If—thanks to the horror movie Midsommar—Sweden now reminds you of creepy cults and boys trapped inside hollowed-out bears (what, rather than “Dancing Queen” and salty licorice?), you may have found a home at Sweden’s own Acne Studios. Well, sort of. While Jonny Johansson didn’t spend the lockdown period on a brightly lit forest farm run by sacrifice-practicing lunatics—but in Stockholm—it did fill him with a sense of spiritual rebirth. “A little bit,” he said. “It feels like a transition to something more positive. I’m very optimistic about what’s happening. I feel positive. I spent more time with myself and my family, and just in the studio with people. It’s been a less stressful period, although the stress has come from somewhere else. I’ve been quite happy, actually, although I know that sounds weird.”
Maybe that explained why Johansson’s show notes referenced “gatherings for a spiritual moonrise” (cinemagoers will know what that’s Swedish for), and the garments quite literally reflected it. Everywhere you looked, there was a shiny, metallic, or iridescent texture. Within the context, it felt a bit like New Age spirituality, an element you could associate with the surfer culture Johansson belongs to. “When the sun is going down, hordes of people are staying on the beach looking at the sundown. It’s like a tribe of people that go towards the light,” he said.

__Supplied data__.
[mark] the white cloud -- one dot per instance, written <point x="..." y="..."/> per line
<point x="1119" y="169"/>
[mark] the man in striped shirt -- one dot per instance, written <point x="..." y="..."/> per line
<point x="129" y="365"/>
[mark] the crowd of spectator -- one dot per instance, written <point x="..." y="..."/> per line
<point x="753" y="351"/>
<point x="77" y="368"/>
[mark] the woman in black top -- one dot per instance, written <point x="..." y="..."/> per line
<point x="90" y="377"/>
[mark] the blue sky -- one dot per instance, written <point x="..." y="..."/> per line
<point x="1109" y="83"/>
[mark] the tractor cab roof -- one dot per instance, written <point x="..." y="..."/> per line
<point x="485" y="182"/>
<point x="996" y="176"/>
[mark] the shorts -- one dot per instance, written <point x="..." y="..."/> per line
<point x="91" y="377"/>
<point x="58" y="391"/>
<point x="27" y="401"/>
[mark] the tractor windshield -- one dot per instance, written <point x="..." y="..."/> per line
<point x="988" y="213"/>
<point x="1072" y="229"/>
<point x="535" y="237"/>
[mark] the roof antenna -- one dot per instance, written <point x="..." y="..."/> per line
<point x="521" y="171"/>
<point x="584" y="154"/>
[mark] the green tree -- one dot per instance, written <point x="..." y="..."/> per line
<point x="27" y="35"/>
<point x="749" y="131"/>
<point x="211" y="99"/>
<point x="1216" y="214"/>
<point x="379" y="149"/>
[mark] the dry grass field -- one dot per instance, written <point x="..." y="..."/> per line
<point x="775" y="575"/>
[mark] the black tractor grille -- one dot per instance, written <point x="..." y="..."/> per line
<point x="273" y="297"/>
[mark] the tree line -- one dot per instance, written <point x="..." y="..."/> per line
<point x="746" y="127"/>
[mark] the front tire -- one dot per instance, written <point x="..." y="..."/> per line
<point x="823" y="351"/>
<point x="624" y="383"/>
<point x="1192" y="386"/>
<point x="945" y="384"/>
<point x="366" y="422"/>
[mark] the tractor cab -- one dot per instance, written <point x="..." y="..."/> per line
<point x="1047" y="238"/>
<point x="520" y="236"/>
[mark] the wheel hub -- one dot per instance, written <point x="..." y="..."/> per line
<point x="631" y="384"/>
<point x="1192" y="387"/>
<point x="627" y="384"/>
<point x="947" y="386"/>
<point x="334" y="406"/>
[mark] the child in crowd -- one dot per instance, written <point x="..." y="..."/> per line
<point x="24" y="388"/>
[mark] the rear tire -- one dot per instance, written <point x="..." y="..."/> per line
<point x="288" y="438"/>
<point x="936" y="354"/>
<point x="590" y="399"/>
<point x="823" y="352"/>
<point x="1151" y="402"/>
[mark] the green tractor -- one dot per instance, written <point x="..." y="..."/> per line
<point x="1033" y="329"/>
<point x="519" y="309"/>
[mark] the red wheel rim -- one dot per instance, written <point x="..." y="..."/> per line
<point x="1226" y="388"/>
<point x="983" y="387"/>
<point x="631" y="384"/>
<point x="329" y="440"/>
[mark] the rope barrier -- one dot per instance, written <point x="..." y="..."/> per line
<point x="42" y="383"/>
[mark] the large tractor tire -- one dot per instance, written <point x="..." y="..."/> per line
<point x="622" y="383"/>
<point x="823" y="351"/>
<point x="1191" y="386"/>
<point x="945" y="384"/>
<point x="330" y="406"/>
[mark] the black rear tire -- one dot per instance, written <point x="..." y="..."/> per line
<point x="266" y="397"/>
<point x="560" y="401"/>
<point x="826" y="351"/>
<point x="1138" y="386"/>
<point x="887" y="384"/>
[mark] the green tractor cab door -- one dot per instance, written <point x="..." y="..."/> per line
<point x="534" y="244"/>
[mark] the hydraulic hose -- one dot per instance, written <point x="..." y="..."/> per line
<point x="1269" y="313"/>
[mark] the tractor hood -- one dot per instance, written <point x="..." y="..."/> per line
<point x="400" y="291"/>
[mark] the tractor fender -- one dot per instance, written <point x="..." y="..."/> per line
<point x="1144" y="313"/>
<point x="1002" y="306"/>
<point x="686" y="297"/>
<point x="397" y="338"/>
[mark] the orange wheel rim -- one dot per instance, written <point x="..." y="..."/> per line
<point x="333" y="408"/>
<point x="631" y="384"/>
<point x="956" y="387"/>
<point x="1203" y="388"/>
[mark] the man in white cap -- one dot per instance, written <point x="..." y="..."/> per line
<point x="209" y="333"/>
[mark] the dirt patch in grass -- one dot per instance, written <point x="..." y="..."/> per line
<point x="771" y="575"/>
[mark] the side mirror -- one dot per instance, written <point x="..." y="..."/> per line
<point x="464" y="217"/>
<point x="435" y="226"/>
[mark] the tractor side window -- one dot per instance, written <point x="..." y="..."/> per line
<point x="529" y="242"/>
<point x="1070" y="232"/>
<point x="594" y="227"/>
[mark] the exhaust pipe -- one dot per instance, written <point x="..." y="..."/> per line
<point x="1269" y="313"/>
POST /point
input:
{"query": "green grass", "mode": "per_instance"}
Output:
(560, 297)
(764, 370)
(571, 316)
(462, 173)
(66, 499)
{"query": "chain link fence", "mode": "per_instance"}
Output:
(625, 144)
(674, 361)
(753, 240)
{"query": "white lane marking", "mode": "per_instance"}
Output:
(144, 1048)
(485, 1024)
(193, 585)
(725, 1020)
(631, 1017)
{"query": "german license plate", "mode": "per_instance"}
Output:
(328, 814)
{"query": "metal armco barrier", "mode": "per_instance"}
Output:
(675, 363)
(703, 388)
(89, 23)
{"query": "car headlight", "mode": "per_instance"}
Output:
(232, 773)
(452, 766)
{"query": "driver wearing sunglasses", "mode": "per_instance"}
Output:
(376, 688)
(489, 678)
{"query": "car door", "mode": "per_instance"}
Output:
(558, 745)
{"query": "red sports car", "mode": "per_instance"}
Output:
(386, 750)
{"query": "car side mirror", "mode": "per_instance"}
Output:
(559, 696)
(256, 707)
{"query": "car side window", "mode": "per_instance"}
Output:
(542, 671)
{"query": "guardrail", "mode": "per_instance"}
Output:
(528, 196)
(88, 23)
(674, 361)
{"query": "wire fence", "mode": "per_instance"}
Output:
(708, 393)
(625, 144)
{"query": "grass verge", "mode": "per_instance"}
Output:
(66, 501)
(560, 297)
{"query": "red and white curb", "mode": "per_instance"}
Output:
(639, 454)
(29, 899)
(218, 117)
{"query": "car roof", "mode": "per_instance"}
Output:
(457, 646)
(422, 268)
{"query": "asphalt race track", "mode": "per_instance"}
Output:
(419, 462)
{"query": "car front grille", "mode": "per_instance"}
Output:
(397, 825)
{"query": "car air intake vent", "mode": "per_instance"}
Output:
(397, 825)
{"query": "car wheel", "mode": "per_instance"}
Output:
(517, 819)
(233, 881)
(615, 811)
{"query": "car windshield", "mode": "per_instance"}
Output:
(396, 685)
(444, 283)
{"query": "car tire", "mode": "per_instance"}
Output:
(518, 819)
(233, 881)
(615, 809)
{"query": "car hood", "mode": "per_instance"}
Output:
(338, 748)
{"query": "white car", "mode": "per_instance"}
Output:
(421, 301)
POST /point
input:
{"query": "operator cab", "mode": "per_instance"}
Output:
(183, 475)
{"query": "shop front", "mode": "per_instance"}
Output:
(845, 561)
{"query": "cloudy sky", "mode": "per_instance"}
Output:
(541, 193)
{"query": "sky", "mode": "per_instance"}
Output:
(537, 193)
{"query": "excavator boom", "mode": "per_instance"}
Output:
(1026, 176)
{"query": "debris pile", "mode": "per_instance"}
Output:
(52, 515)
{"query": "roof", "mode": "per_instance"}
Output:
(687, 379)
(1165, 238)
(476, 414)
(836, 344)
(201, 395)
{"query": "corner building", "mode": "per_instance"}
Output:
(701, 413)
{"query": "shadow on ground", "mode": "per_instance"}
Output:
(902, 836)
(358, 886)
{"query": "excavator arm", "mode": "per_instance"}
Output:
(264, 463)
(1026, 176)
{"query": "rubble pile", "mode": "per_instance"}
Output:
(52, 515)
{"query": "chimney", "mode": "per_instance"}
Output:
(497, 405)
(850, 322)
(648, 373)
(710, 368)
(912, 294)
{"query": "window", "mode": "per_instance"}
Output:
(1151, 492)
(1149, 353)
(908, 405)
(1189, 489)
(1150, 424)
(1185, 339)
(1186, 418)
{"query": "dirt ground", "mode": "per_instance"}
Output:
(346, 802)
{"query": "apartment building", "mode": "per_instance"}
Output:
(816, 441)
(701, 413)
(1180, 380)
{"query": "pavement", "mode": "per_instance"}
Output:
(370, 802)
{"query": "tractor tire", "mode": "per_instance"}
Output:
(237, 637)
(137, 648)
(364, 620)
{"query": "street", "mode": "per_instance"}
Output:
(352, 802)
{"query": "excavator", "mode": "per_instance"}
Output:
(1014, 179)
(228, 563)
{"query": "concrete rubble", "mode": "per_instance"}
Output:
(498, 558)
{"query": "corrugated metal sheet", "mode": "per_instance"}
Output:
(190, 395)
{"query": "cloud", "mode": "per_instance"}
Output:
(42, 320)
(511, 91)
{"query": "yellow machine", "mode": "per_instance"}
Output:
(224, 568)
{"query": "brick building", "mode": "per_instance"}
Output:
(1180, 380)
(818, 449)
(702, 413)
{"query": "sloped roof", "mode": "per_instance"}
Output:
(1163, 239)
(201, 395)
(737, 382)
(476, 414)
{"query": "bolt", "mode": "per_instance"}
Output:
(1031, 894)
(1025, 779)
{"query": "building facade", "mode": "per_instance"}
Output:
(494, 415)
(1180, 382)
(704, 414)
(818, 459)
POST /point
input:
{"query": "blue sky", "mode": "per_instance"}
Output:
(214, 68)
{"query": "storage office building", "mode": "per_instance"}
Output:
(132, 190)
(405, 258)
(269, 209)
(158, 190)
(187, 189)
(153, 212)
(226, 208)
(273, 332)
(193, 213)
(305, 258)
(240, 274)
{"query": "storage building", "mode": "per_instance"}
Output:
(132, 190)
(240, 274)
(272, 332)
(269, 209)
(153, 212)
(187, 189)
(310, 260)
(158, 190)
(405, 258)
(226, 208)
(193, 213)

__Activity__.
Condense the paragraph of the Acne Studios review that begins "Maybe that explained why" into a shorter version that keeps its main facts. The records are separate material, apart from the Acne Studios review above.

__Your solution__.
Johansson's show notes mentioned "gatherings for a spiritual moonrise," and the clothes reflected this with shiny, metallic, or iridescent textures throughout. The effect suggested New Age spirituality, which can be linked to the surfer culture Johansson belongs to. He described crowds staying on the beach at sundown as "a tribe of people that go towards the light."